▽
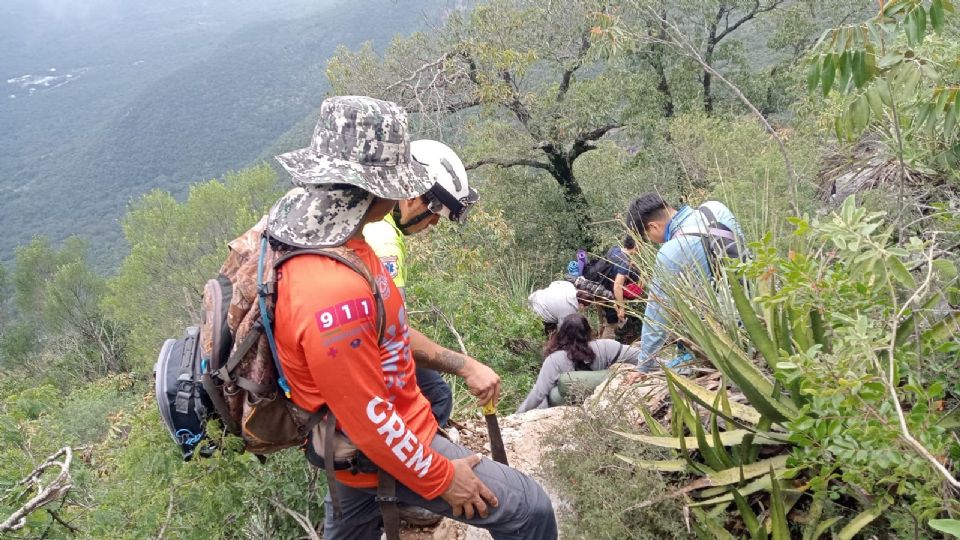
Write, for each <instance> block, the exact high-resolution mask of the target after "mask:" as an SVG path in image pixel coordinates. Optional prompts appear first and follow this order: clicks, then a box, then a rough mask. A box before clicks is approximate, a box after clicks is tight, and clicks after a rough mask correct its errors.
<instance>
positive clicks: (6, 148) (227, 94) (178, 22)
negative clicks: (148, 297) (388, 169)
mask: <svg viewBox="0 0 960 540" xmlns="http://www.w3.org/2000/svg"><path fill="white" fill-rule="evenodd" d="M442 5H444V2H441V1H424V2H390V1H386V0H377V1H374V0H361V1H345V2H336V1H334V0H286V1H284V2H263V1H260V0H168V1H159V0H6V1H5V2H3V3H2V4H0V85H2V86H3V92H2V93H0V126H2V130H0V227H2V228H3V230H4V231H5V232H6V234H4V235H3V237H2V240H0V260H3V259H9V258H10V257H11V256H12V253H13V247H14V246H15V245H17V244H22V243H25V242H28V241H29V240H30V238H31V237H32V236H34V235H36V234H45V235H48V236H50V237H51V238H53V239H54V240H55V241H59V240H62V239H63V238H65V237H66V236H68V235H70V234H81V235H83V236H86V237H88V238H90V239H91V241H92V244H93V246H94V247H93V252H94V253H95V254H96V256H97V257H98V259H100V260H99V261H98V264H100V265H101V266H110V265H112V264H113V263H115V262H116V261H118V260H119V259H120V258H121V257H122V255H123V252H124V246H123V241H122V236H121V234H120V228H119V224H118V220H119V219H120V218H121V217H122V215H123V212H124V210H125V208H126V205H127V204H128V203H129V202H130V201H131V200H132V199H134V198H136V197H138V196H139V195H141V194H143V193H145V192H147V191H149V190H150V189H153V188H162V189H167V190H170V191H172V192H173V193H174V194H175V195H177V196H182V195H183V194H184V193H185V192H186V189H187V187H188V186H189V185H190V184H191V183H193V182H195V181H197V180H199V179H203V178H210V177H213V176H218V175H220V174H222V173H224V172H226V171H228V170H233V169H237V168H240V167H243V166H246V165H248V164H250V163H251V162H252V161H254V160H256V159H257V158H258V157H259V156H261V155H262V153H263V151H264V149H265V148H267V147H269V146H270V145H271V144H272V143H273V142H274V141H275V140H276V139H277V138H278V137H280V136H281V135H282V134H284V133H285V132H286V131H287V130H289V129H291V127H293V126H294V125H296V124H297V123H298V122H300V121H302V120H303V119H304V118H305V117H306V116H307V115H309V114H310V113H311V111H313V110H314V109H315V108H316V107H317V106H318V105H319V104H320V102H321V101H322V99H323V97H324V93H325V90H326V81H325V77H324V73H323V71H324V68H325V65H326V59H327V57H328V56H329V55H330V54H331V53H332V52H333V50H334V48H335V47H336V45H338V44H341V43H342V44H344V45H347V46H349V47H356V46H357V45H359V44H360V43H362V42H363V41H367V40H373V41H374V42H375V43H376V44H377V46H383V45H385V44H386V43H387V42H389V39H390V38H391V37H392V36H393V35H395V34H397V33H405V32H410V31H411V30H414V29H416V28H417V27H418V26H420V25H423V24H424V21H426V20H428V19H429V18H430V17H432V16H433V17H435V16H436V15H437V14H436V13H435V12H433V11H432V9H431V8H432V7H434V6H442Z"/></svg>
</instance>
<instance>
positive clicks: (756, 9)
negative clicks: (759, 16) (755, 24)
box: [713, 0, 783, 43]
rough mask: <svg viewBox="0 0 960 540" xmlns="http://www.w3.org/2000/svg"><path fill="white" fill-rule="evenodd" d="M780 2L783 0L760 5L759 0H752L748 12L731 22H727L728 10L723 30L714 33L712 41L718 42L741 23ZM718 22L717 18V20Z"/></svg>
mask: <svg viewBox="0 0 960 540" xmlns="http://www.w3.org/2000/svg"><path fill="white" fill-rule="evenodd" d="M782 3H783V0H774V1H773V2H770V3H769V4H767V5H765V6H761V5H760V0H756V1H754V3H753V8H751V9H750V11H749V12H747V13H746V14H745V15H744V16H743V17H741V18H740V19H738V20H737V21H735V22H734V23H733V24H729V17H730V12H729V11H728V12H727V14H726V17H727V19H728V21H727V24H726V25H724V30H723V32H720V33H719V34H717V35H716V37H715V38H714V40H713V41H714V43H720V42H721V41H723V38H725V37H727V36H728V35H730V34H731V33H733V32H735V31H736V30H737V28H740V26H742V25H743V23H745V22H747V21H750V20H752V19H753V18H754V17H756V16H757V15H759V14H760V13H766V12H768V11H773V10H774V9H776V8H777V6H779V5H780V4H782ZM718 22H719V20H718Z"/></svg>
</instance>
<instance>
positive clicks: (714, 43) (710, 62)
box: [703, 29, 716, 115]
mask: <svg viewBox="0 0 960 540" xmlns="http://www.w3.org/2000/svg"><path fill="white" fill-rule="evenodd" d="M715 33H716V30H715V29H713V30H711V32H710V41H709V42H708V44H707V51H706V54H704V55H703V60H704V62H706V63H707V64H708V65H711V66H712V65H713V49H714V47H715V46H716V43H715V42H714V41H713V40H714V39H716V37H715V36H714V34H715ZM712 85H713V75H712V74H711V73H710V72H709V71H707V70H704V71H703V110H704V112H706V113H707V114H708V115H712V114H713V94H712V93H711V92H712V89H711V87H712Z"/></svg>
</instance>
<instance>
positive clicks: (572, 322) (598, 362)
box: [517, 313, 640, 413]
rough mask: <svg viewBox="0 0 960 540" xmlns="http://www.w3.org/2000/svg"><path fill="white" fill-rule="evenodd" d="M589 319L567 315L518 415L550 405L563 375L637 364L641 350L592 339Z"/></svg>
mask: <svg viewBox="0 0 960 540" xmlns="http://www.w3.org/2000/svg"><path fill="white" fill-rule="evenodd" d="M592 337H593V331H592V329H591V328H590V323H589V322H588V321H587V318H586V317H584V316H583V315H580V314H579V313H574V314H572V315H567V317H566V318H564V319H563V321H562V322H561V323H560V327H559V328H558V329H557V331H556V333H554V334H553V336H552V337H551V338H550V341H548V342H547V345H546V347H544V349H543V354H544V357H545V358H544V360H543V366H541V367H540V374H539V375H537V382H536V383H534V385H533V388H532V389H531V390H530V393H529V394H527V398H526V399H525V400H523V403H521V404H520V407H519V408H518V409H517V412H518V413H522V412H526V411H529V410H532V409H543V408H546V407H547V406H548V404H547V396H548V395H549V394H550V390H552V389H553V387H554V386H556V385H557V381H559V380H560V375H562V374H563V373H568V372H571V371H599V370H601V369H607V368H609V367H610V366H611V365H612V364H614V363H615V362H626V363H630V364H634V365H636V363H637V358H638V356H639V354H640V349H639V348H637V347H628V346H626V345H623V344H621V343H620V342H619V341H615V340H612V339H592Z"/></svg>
△
▽
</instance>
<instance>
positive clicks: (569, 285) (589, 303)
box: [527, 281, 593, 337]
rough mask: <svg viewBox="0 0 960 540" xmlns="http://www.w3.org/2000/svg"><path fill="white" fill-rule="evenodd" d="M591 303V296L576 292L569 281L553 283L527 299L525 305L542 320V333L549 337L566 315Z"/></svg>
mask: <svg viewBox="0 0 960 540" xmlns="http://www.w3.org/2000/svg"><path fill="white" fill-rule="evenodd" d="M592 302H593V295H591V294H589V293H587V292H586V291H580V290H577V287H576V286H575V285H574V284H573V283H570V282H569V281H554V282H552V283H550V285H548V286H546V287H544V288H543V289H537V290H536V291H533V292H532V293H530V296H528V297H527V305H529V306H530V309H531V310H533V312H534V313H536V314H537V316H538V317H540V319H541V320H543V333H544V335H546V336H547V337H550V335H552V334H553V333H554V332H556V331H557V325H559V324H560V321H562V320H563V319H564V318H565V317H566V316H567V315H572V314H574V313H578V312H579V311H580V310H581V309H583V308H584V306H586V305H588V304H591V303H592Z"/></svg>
△
Print the lines above from the one with "Write, for each" through the one with "positive clicks: (6, 148) (227, 94) (178, 22)", both included, exactly as written and nothing more.

## Problem solution
Write, for each <instance> block, the exact high-resolution mask of the target after "mask:" as an SVG path in image pixel coordinates. Optional prompts appear first and follow this order: clicks, then a box, then a rough mask. A box before clicks is approximate, a box after clicks is tight, and clicks after a rough mask correct its errors.
<instance>
positive clicks: (6, 148) (227, 94) (178, 22)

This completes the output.